In the items from the line with "Find the white pickup" up to and including the line with "[(43, 172)]", change "warehouse building" to "storage building". Write out those lines again with nothing else altered.

* Begin Task inputs *

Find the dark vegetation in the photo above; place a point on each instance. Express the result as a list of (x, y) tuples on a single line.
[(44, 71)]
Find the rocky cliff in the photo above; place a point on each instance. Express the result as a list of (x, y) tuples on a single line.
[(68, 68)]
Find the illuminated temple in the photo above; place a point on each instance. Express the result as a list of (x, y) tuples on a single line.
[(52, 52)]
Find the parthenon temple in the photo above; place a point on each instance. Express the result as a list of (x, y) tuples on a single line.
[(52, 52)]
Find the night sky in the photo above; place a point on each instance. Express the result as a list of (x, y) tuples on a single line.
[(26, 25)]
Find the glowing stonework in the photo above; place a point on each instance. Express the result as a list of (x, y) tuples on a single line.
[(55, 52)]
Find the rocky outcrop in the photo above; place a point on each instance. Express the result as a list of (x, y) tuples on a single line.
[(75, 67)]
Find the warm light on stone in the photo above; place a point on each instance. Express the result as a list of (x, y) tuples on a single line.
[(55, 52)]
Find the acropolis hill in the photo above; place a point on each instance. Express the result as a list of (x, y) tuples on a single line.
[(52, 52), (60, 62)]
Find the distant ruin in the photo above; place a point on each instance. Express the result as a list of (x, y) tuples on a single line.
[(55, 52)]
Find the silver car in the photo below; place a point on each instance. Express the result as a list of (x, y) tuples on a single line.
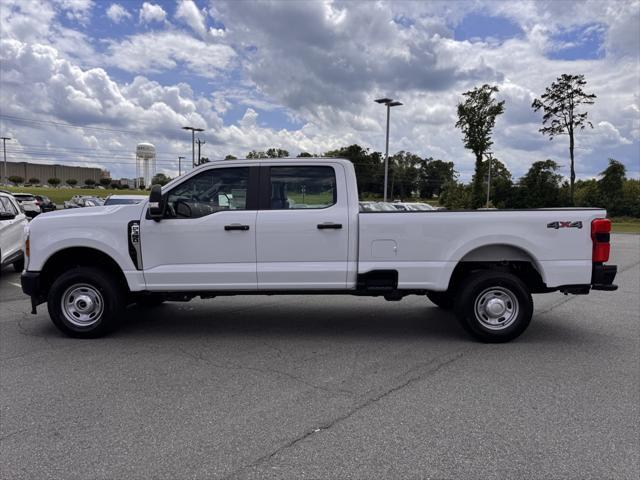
[(29, 204)]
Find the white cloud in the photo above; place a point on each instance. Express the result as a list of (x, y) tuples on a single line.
[(78, 10), (151, 12), (117, 13), (167, 50), (189, 13), (303, 76)]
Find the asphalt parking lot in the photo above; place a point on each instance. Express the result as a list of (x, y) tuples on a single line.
[(325, 387)]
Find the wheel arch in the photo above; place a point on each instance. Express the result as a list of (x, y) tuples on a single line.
[(501, 257), (71, 257)]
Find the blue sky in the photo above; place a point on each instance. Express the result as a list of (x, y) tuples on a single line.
[(302, 76)]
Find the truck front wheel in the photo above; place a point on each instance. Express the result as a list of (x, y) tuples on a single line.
[(494, 307), (85, 302)]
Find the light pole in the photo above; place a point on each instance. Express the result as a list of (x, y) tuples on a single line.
[(4, 149), (389, 102), (193, 143), (490, 155)]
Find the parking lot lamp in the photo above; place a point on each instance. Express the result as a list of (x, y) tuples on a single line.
[(4, 149), (389, 102), (193, 143)]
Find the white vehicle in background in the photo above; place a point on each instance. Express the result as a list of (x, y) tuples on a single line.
[(419, 207), (29, 204), (12, 224), (291, 226), (79, 201), (124, 199)]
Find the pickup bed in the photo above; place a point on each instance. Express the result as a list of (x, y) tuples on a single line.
[(294, 226)]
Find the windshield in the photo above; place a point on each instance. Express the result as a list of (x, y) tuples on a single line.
[(122, 201)]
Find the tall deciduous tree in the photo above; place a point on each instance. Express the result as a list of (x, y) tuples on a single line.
[(501, 183), (610, 186), (562, 116), (433, 176), (476, 118), (540, 186)]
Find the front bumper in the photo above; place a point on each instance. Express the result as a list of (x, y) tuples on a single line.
[(602, 277), (32, 286), (30, 283)]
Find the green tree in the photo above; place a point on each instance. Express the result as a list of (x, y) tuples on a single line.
[(610, 187), (277, 153), (476, 118), (255, 154), (587, 193), (540, 186), (455, 195), (631, 198), (433, 175), (160, 179), (561, 115), (368, 166), (403, 174), (501, 183)]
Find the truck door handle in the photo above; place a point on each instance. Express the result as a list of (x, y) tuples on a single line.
[(236, 226), (329, 225)]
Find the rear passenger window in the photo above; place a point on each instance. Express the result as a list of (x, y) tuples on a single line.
[(298, 188)]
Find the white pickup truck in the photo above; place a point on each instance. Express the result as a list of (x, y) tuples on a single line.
[(293, 226)]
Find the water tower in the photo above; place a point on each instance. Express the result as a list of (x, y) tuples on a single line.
[(145, 164)]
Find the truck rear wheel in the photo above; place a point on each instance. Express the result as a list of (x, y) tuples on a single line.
[(494, 307), (85, 302), (442, 299)]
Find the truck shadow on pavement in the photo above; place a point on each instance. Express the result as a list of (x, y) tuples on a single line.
[(283, 319), (290, 319)]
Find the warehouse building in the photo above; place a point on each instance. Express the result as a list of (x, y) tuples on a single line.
[(43, 172)]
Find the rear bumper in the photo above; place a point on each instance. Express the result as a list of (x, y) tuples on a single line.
[(602, 277)]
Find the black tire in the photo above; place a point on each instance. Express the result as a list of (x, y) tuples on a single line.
[(442, 299), (150, 302), (18, 265), (480, 300), (82, 286)]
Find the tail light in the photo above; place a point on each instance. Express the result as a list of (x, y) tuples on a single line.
[(600, 229)]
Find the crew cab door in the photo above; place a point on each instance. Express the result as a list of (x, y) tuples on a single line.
[(207, 237), (302, 228)]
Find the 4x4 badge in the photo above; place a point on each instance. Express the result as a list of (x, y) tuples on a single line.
[(558, 225)]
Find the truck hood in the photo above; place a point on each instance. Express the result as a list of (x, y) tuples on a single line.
[(89, 216)]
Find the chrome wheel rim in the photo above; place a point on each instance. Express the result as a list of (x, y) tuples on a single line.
[(82, 305), (496, 308)]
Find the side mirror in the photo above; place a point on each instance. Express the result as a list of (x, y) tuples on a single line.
[(156, 204)]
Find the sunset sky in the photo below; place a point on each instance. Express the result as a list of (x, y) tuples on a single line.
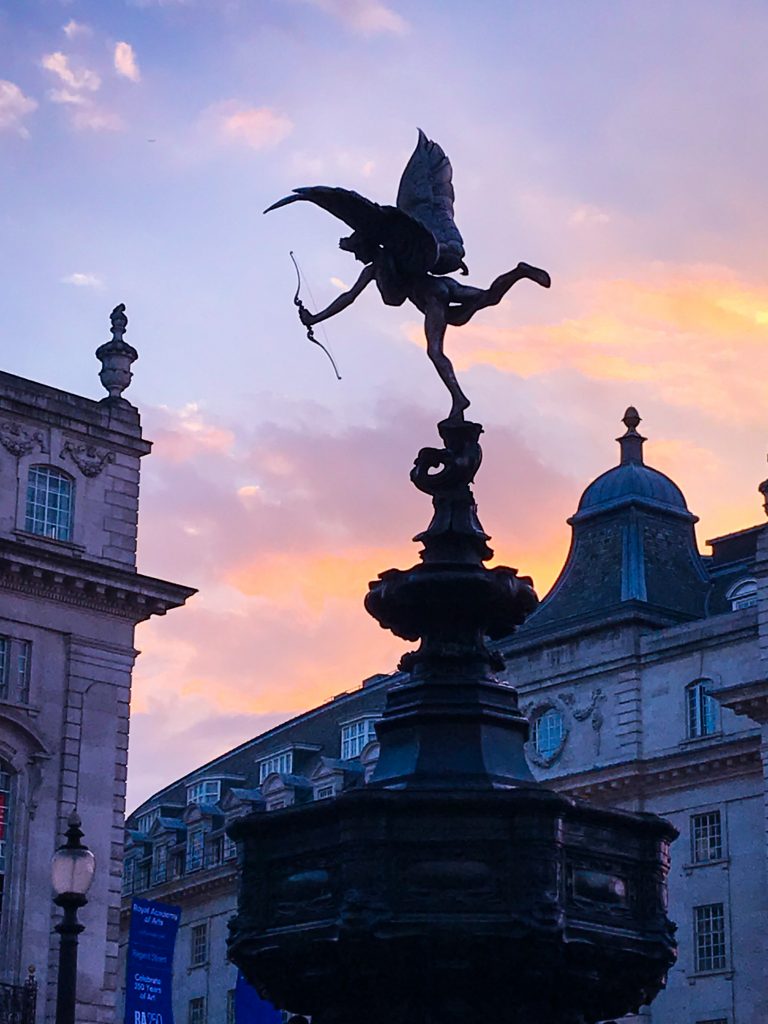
[(622, 145)]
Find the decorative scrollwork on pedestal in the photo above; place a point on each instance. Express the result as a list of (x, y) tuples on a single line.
[(88, 459), (18, 440)]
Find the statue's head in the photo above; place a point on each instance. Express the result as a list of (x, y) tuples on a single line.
[(360, 247)]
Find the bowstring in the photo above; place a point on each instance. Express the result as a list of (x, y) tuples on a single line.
[(326, 343)]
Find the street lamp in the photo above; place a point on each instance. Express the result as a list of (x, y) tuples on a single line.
[(72, 872)]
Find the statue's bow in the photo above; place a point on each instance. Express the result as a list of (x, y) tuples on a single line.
[(301, 307)]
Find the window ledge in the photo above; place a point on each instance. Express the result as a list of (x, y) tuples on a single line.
[(694, 740), (33, 710), (724, 862), (726, 973), (25, 537)]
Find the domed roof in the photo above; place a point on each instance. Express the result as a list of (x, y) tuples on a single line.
[(632, 479)]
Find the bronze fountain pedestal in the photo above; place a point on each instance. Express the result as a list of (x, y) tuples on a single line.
[(453, 887)]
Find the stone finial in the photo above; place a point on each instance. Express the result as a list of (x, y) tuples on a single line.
[(116, 356), (632, 442)]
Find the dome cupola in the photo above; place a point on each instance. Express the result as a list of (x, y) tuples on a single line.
[(633, 548)]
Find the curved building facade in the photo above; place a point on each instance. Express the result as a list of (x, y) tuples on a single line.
[(643, 675)]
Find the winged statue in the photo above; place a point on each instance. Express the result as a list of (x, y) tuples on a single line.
[(409, 250)]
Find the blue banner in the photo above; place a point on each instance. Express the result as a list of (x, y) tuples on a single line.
[(250, 1008), (150, 963)]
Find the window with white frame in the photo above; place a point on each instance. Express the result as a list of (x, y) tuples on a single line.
[(5, 810), (547, 732), (215, 851), (709, 937), (205, 791), (15, 660), (281, 763), (24, 652), (197, 1011), (160, 862), (707, 837), (743, 594), (701, 710), (199, 944), (195, 848), (355, 736), (129, 870), (49, 503), (145, 821)]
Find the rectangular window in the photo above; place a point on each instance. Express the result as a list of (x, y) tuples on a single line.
[(14, 670), (141, 876), (129, 867), (4, 815), (145, 821), (215, 852), (23, 671), (198, 1011), (707, 837), (709, 937), (195, 847), (702, 712), (281, 763), (177, 864), (49, 495), (206, 791), (356, 735), (160, 863), (199, 944), (4, 663)]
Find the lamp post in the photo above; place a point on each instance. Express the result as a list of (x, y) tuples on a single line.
[(72, 872)]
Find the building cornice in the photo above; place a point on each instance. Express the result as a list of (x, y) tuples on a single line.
[(117, 424), (66, 578), (714, 760), (749, 698), (188, 887)]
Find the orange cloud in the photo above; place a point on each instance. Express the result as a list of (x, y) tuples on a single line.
[(690, 332)]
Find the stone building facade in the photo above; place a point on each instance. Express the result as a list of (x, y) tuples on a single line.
[(70, 599), (643, 674)]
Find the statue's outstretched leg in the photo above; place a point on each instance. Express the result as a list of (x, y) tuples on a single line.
[(469, 304), (434, 328)]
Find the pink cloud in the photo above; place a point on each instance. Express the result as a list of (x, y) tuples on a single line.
[(257, 127)]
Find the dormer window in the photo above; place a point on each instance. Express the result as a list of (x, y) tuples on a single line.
[(281, 763), (205, 791), (49, 503), (548, 732), (743, 594), (355, 735)]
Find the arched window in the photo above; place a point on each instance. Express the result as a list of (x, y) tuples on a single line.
[(547, 732), (5, 810), (49, 503), (702, 710), (743, 594)]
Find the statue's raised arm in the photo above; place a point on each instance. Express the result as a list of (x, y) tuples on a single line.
[(408, 249)]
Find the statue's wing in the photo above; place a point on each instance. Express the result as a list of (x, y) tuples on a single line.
[(426, 194), (411, 242)]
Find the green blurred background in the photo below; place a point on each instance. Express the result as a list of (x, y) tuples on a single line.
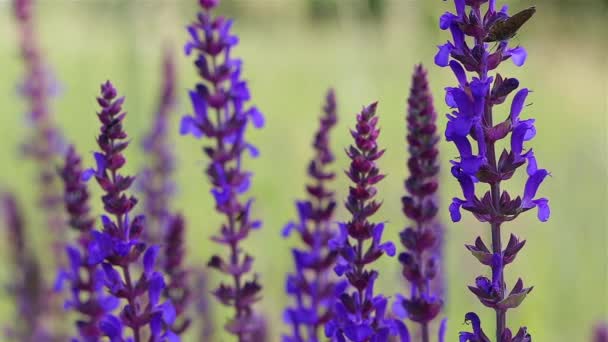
[(293, 51)]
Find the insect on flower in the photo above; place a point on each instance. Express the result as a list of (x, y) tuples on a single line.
[(506, 29)]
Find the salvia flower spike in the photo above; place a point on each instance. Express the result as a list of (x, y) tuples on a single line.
[(221, 116), (311, 286), (85, 280), (117, 248), (472, 122), (421, 260), (359, 313)]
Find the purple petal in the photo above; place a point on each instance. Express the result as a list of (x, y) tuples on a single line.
[(446, 20), (87, 175), (388, 248), (459, 4), (198, 104), (150, 259), (111, 327), (443, 55), (157, 285), (443, 328), (253, 151), (518, 104), (397, 307), (188, 125), (458, 70), (257, 118), (532, 166), (286, 231), (455, 209), (531, 187), (100, 160), (543, 209), (518, 55)]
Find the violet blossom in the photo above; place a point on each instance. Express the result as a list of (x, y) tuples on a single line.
[(312, 286), (221, 116), (472, 121), (85, 280), (421, 261), (359, 313), (117, 248)]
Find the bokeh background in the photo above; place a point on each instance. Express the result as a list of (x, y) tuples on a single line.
[(293, 51)]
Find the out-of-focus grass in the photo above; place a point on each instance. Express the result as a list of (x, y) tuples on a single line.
[(290, 61)]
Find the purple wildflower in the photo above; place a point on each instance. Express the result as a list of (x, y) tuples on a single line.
[(27, 286), (311, 285), (360, 315), (221, 115), (472, 121), (421, 260), (479, 336), (117, 248), (43, 144), (85, 279), (177, 290), (155, 180)]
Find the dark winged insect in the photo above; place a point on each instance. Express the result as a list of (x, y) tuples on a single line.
[(506, 29)]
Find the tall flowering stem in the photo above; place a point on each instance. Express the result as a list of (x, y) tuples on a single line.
[(43, 144), (473, 121), (118, 247), (312, 286), (27, 286), (155, 180), (359, 313), (221, 116), (85, 279), (421, 260)]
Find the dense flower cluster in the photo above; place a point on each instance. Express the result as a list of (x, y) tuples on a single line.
[(473, 121), (155, 180), (311, 285), (359, 315), (27, 286), (117, 248), (420, 260), (221, 116), (85, 279)]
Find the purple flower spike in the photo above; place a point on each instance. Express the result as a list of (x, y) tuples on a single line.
[(221, 116), (359, 314), (311, 286), (422, 242), (474, 130), (27, 287), (116, 249), (155, 180), (85, 280)]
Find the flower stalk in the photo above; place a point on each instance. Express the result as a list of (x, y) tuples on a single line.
[(473, 121)]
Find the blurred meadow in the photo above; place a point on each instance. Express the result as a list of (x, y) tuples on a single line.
[(293, 51)]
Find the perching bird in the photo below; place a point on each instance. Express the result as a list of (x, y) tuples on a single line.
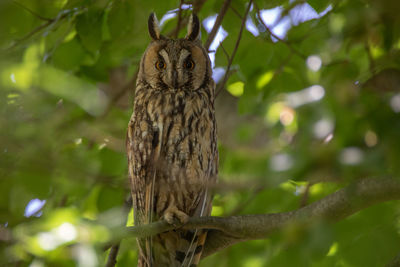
[(172, 144)]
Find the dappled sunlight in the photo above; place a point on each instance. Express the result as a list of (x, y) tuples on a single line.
[(351, 156), (309, 105), (305, 96)]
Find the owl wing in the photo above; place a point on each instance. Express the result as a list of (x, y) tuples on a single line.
[(141, 144)]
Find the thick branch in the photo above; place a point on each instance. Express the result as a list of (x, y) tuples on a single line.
[(224, 232)]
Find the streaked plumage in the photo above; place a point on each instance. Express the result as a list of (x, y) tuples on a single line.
[(172, 144)]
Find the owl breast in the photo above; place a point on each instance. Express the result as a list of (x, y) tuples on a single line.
[(184, 142)]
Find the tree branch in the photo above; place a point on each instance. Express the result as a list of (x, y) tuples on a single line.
[(226, 231), (217, 23), (292, 49), (225, 78)]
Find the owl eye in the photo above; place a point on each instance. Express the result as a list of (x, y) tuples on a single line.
[(189, 64), (160, 65)]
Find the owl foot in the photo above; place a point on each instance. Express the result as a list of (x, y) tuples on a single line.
[(174, 216)]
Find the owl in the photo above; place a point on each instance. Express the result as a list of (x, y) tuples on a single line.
[(172, 144)]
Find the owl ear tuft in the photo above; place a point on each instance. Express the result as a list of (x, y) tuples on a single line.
[(193, 28), (154, 28)]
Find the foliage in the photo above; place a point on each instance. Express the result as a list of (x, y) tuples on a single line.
[(304, 113)]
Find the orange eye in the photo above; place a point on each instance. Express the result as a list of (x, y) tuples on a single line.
[(160, 65), (189, 64)]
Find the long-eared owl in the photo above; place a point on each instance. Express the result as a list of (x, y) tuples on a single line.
[(172, 144)]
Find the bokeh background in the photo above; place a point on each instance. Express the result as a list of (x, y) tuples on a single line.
[(311, 103)]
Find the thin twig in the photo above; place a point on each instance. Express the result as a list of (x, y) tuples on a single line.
[(39, 28), (217, 23), (178, 25), (224, 50), (305, 197), (224, 80), (236, 12), (31, 11), (197, 5), (294, 50), (112, 256)]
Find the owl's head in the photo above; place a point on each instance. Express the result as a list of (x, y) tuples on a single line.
[(174, 64)]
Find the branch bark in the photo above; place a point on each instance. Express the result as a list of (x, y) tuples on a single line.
[(226, 76), (217, 23), (227, 231)]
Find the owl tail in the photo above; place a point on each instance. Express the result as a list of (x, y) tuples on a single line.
[(190, 247), (175, 249)]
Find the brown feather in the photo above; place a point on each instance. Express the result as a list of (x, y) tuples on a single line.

* End Task inputs *

Output below:
Find the white pickup truck in the photo above; place a point on each instance. Express the result as a list of (x, y) tuples on a single line.
[(293, 226)]
Find the water tower in the photo above; place a point on each instance. Express the result as a list of (x, y) tuples on a single line.
[(145, 164)]
Find the truck rear wheel in the photo above; place a point on each instance. Express the result as a list of (x, y) tuples on a single line.
[(494, 307), (85, 302), (442, 299)]
Find the truck shadow on pavement in the photo above; place a point on each instance. Express the result as a list of (x, y) tuples on a single line.
[(283, 319), (290, 319)]
Find the storage building in the photo above; place a point on each instance. Express the result as a list of (x, y) tuples on a single line.
[(43, 172)]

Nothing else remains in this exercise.